-- Dataset records follows --

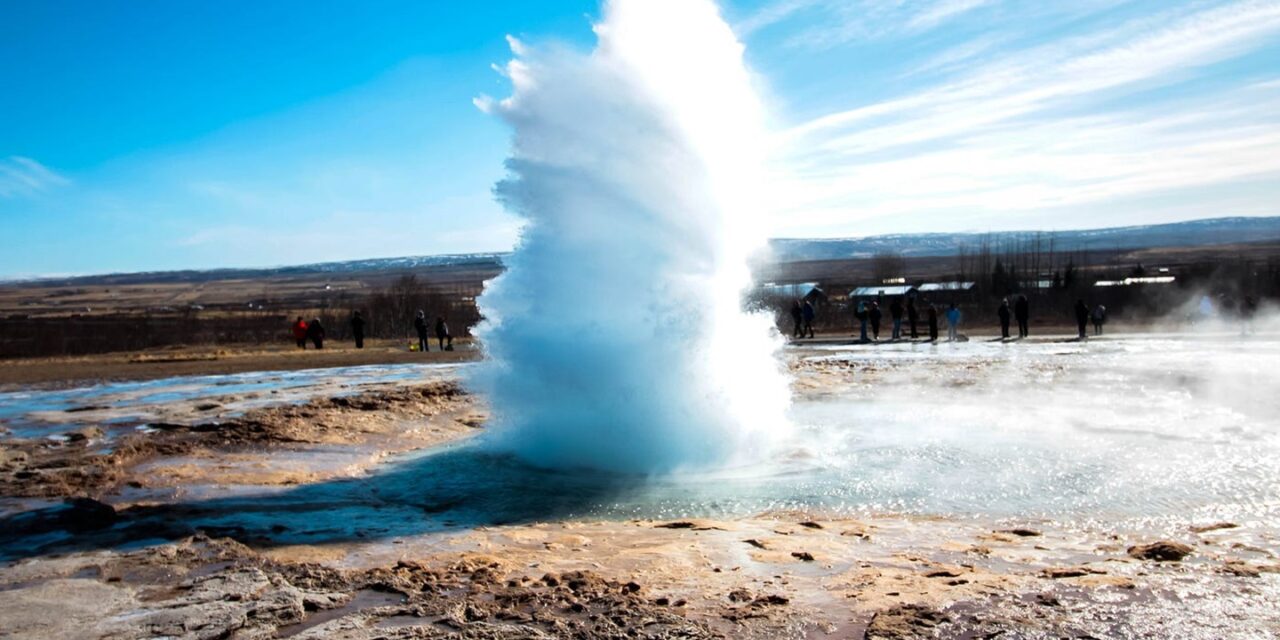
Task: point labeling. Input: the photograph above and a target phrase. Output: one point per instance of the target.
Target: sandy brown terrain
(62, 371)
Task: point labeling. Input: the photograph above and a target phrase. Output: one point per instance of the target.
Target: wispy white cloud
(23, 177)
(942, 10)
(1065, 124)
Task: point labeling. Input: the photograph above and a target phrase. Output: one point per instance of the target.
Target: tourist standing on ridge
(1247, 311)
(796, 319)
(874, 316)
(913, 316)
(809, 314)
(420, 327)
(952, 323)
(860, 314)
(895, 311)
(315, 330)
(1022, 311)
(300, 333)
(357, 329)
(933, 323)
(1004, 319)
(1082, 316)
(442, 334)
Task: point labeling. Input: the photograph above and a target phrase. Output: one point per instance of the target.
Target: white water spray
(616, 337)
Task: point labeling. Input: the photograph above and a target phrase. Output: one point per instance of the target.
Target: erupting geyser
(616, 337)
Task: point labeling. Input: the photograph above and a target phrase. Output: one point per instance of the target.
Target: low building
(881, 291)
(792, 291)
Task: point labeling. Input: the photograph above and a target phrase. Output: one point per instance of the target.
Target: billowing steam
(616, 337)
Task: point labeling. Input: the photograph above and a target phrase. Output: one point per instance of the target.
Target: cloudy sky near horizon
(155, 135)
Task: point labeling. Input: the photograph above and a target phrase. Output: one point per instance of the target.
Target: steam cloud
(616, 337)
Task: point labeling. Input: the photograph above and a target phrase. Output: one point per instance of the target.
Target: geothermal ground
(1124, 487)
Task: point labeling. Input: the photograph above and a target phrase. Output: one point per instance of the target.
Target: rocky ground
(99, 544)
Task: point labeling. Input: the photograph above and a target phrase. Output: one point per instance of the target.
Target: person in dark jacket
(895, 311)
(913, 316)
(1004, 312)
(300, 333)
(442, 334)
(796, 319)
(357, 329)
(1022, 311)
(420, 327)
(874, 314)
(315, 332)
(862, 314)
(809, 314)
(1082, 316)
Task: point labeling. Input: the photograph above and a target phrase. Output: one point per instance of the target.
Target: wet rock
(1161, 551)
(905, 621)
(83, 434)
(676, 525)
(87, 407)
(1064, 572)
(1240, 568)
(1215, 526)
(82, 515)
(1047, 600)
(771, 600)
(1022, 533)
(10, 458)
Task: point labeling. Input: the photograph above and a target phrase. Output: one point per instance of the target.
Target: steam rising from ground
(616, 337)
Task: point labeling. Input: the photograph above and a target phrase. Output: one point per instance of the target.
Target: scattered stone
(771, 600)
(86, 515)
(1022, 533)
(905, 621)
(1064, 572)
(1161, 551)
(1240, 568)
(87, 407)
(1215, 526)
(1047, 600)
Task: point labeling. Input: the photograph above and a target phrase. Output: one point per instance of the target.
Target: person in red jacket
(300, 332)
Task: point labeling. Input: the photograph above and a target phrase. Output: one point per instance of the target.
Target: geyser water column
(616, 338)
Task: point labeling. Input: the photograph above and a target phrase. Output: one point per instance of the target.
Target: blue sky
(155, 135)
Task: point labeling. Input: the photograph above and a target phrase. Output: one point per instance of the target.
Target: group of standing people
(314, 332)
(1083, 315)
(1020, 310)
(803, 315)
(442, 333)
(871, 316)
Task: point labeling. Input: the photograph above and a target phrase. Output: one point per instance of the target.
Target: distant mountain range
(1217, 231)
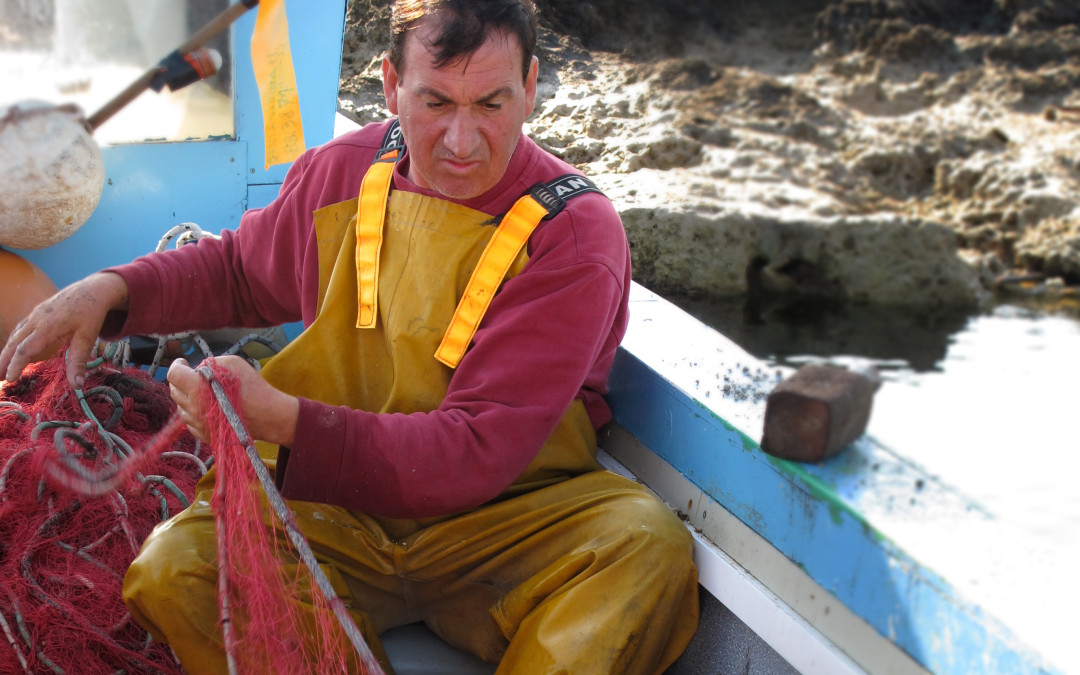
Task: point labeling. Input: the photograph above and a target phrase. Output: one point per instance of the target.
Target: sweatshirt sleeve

-- Dataset records concluded --

- _Task details_
Transcribe all the data word for word; the images stay out.

- _Result of the exercise_
Task: point labeling. Input: the photograph above and a target phrase. Output: one point per instance of the target.
Target: sandy brown terrain
(62, 371)
Task: point labeling. Input: the photograph above and a target phrase. Output: one point per instance of the target.
Target: wispy white cloud
(23, 177)
(942, 10)
(1065, 124)
Task: point labeling. Input: the photograph above and a target phrase. Output: one point per instance of the target.
Target: tourist standing on ridge
(1247, 311)
(796, 319)
(874, 316)
(913, 316)
(809, 314)
(420, 327)
(952, 323)
(860, 314)
(895, 311)
(315, 330)
(1022, 311)
(300, 333)
(357, 329)
(933, 323)
(1004, 319)
(1082, 316)
(442, 334)
Task: point labeling. Input: the photograph above and a target phrase. Output: one point per instance of the target.
Target: white water spray
(616, 337)
Task: point labeling. Input: the photograph above and a target phrase. Output: one point per instance of the target.
Target: erupting geyser
(616, 337)
Task: point labeling. Input: the photograph above and a target phrase. Output: one point per instance of the target.
Target: low building
(881, 291)
(792, 291)
Task: point labeling. Input: the photograph above and a target phrase. Output: one point per instance of the target.
Target: billowing steam
(616, 337)
Task: point labeling. Input: the photograph above and a target phrase. Output: one point per instance of the target.
Target: cloudy sky near horizon
(155, 135)
Task: point labeling. Input: the photograph above and a target phrase. Output: one point per instance of the target.
Target: steam cloud
(616, 337)
Task: point labeling. Input: the photograph above and a target phrase. Output: one point per instance of the target.
Target: geothermal ground
(1124, 487)
Task: point labeling. Input: the photograph above and a target phrase. Output: one point per instance of the target.
Target: rocky ground
(99, 544)
Task: point labeling. Input: the photograph above and a target phrase. Output: one point per instance of the target.
Target: person in dark jacket
(895, 311)
(913, 316)
(1004, 312)
(300, 333)
(442, 334)
(796, 319)
(357, 329)
(1022, 311)
(420, 327)
(874, 314)
(315, 332)
(862, 314)
(809, 314)
(1082, 316)
Task: point labeling. Input: the photograph above and a target phrase. Output: one point per instance of the target.
Target: wet rock
(1161, 551)
(905, 621)
(83, 434)
(676, 525)
(87, 407)
(1064, 572)
(1240, 568)
(1215, 526)
(82, 515)
(1047, 600)
(771, 600)
(1022, 533)
(10, 458)
Task: point labeling. Input: the photograph above and a target phrase. Output: one point per instance of the target.
Target: steam rising from ground
(616, 337)
Task: point labeling. Input: the photograph above and a target phrase. Output: one point per instance of the target.
Target: scattered stone
(771, 600)
(86, 515)
(1022, 533)
(905, 621)
(1064, 572)
(1161, 551)
(1240, 568)
(87, 407)
(1215, 526)
(1047, 600)
Task: point labeling. Input: the photograph above and a target phrase. Output: one point per instance of the target.
Target: person in red jacket
(300, 332)
Task: point labeling. Input: the photograph above and a target phrase. Output: one point per instance of the target.
Target: geyser water column
(616, 338)
Task: point labeling. Input: the photograph above and a target phrase. Output: one point per instance of the target.
Target: blue sky
(155, 135)
Task: point labeling. Input: the photograph above and a target phrase. Output: one point per instance of the target.
Target: group of standing people
(314, 332)
(1083, 315)
(1020, 310)
(803, 315)
(442, 333)
(871, 316)
Task: point labeling. Input: the photograph above and a target phrase. Output: one point per instance of the target.
Target: distant mountain range
(1217, 231)
Task: point labeling. Input: the photograph above and a target phrase. Output: one point per instance of the target.
Target: sweatshirt sleeve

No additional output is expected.